Exercise aim: In the derivation of Kepler's first law below, what range must e fall in for r to stay finite for every θ?

─── Text provided

By the chain rule for differentiation \begin{equation} \dot{\boldsymbol{v}}=\frac{d\boldsymbol{v}}{d\theta}\,\dot{\theta}.\label{vdotthetadot} \end{equation}

It follows from equations \eqref{vdotij1} and \eqref{vdotthetadot} that \begin{equation*} \frac{d\boldsymbol{v}}{d\theta}=-\frac{GM}{h}\,(\cos\theta\,\boldsymbol{i}+\sin\theta\,\boldsymbol{j}). \end{equation*}

Integrating this equation, we obtain \begin{equation} \boldsymbol{v}=\frac{GM}{h}\,(-\sin\theta\,\boldsymbol{i}+\cos\theta\,\boldsymbol{j})+\boldsymbol{v}_0 \label{vvzero} \end{equation}

where $\boldsymbol{v}_0$ is a constant. It follows that $|\boldsymbol{v}-\boldsymbol{v}_0|=GM/h$, i.e., $\boldsymbol{v}$ moves on the circle centered at $\boldsymbol{v}_0$ with radius $GM/h$.

Kepler's first law

We choose our coordinate system so that $\boldsymbol{j}$ is in the direction $\boldsymbol{v}_0$, i.e., \begin{equation} \boldsymbol{v}_0=v_0\boldsymbol{j}\qquad\text{where $v_0\gt 0$}.\label{vzeroj} \end{equation}

Thus, equation \eqref{vvzero} becomes \begin{equation} \boldsymbol{v}=\frac{GM}{h}\,[-\sin\theta\,\boldsymbol{i}+(\cos\theta+e)\,\boldsymbol{j}] \label{vij1} \end{equation}

where $e=v_0h/GM$. Substituting equation \eqref{vij1} into equation \eqref{hdef} and using equation \eqref{rij}, we get \begin{align*} h\boldsymbol{k}&=\boldsymbol{r}\times\boldsymbol{v}\\ &=\frac{GMr}{h}\,[\sin^2\theta+(\cos^2\theta+e\cos\theta)]\,\boldsymbol{k}\\ &=\frac{GMr}{h}\,(1+e\cos\theta)\,\boldsymbol{k} \end{align*}

and hence \begin{align} r&=\frac{h^2}{GM}\,\frac{1}{1+e\cos\theta}\nonumber\\&=\frac{k}{1+e\cos\theta} \label{ellippolar2} \end{align}

where \begin{equation} k=h^2/GM.\label{khgm} \end{equation}

In order for $r$ to remain finite for all $\theta$, we must have $0\leq e\lt 1$. Equation \eqref{ellippolar2} is the equation of an ellipse in polar coordinates with the origin at one focus. This completes the proof of Kepler's first law.

──────
─── Extracted information

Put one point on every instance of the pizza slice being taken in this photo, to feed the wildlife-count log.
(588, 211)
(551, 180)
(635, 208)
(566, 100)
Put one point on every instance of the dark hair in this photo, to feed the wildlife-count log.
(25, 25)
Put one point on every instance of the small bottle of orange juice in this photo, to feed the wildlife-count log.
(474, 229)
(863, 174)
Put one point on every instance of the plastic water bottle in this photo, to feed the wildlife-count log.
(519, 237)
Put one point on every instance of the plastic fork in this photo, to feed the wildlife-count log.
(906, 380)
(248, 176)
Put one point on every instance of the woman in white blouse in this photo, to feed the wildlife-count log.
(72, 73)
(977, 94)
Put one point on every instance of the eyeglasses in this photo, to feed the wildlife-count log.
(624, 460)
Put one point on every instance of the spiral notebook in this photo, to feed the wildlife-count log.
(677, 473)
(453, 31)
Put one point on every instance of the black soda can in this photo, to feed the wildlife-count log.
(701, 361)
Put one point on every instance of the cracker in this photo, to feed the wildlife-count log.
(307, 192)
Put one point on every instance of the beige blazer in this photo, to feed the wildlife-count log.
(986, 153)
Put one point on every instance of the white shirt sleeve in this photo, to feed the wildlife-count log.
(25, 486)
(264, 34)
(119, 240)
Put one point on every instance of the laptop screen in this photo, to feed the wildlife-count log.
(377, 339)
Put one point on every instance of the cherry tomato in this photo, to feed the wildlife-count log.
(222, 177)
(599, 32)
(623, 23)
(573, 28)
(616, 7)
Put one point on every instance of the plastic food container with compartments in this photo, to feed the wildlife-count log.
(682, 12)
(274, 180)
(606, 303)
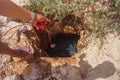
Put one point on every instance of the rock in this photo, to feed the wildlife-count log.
(37, 71)
(5, 59)
(14, 77)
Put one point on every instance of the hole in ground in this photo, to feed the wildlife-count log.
(65, 45)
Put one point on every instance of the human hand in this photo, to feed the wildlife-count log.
(40, 18)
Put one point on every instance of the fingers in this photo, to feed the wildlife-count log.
(39, 18)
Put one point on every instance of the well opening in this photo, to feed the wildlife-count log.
(65, 45)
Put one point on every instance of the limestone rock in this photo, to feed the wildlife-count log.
(14, 77)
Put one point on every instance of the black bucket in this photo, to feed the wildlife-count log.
(65, 45)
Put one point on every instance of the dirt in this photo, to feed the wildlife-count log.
(98, 60)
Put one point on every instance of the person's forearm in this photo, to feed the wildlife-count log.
(4, 49)
(9, 9)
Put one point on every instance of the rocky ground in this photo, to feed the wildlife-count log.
(99, 60)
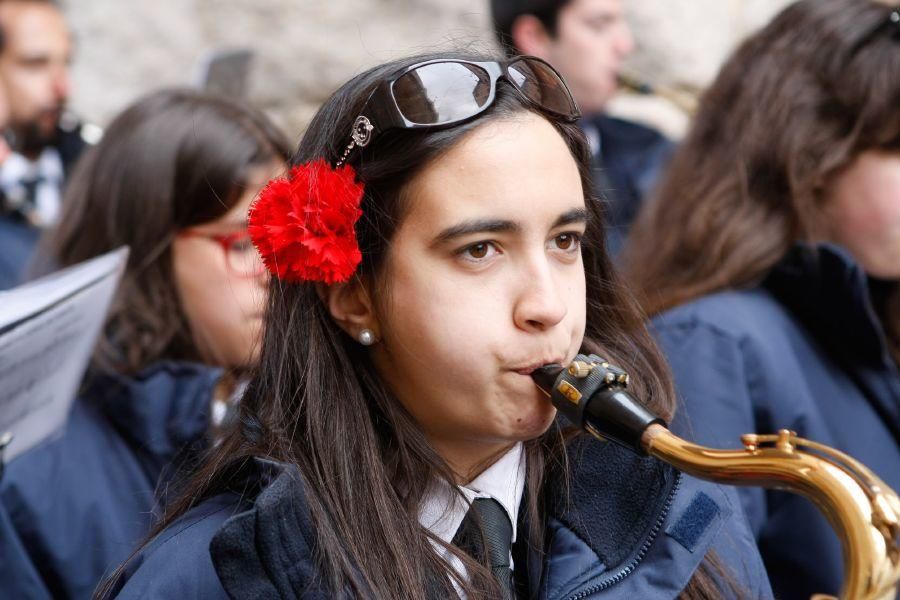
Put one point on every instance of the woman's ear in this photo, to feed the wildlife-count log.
(350, 306)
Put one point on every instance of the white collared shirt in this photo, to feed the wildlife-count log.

──────

Exercise answer: 0 ≤ e < 1